** Text shown **
Quarter-sphere one-class SVM

The QSSVM¹⁶ first centers the dataset at the origin in their feature space before modeling a quarter sphere to encompass as many data points as possible. By doing this, it can convert the quadratic optimization problem of equation (2) to a linear optimization problem. The geometry of the QSSVM is displayed in Figure 3.

Figure 3.

Geometry of the hypersphere-based QSSVM.

In Figure 3, R is the radius of the modeled quarter-sphere surface, which encompasses the majority of the data points in the feature space. Thus, the optimization problem of a QSSVM classifier is formalized as follows

min_{R, ξ, c} R^{2} + \frac{1}{ν n} \sum_{i = 1}^{n} ξ_{i}

\begin{matrix} s . t . | | Φ (x_{i}) | |^{2} \leq R^{2} + ξ_{i} \\ ξ_{i} \geq 0, i = 1, 2, \dots, n \end{matrix}

(4)

We also employ the Lagrange multiplier method to solve the formulation of equation (4). Then, the dual problem of equation (4) can be formulated as

min_{α} - \sum_{i} α_{i} k (x_{i}, x_{i})

\begin{matrix} s . t . \sum_{i} α_{i} = 1 \\ 0 \leq α_{i} \leq \frac{1}{ν n}, i = 1, 2, \dots, n \end{matrix}

(5)

If a distance-based kernel is used when solving equation (5), such as the radial basis function (RBF) kernel, the inner products of the mapped data vectors (i.e. $k (x_{i}, x_{i})$ ) are equal for all data vectors. Thus, there is no meaningful solution to equation (5). This problem can be solved by centering the kernel matrix of the feature space as follows¹⁶

Φ' (x_{i}) = Φ (x_{i}) - \frac{1}{n} \sum_{i = 1}^{n} Φ (x_{i})

(6)

Then, the centered kernel matrix $k_{c} = 〈 Φ_{c} (x_{i}), Φ_{c} (x_{i})) 〉$ can be obtained by

k_{c} = k - 1_{n} k - k 1_{n} + 1_{n} k 1_{n}

(7)

where $k = k (x_{i}, x_{i})$ and $l_{n}$ is an $n \times n$ matrix with all values equal to $1 / n$ .

After centering the kernel matrix in the feature space, the norms of the kernel are no longer equal and $k (x_{i}, x_{i})$ of equation (5) can be replaced by the diagonal elements $k_{c} (x_{i}, x_{i})$ of the kernel matrix $k_{c}$ .

After solving equation (5), data instances can be classified by their corresponding Lagrange multipliers: $α_{i} = 0$ implies that $x_{i}$ lies inside the quarter sphere, indicating it is a normal instance; $α_{i} = 1 / vn$ implies that $x_{i}$ is an outlier because it falls outside the quarter sphere; and $0 < α_{i} < (1 / vn)$ implies that $x_{i}$ is a margin support vector.

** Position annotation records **
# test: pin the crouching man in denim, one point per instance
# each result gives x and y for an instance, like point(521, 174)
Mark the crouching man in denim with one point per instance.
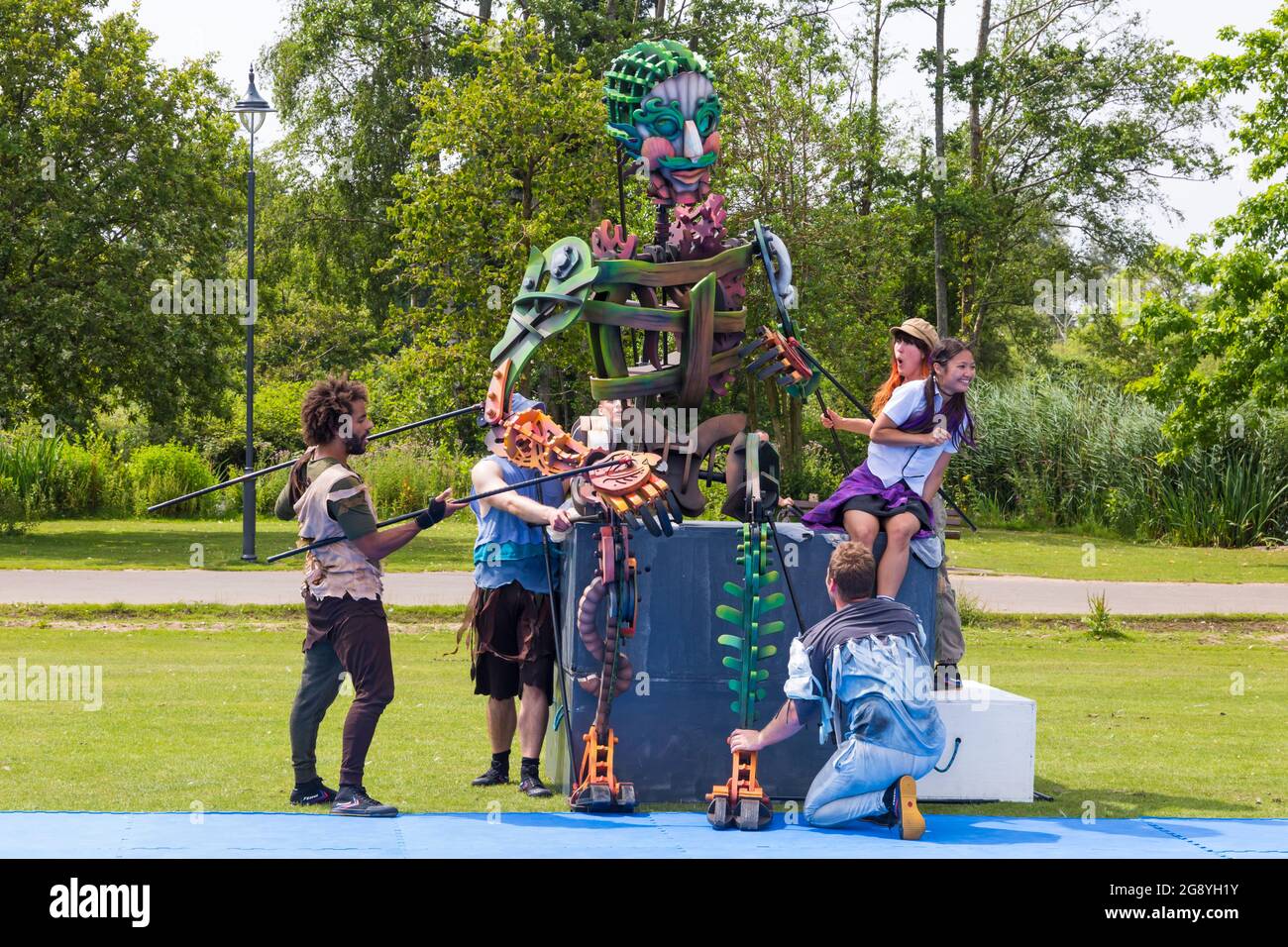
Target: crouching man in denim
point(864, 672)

** Exercise details **
According to the passage on the quarter-sphere one-class SVM, what does centering the dataset at the origin allow the QSSVM to convert its quadratic optimization problem into?

** Task response **
A linear optimization problem.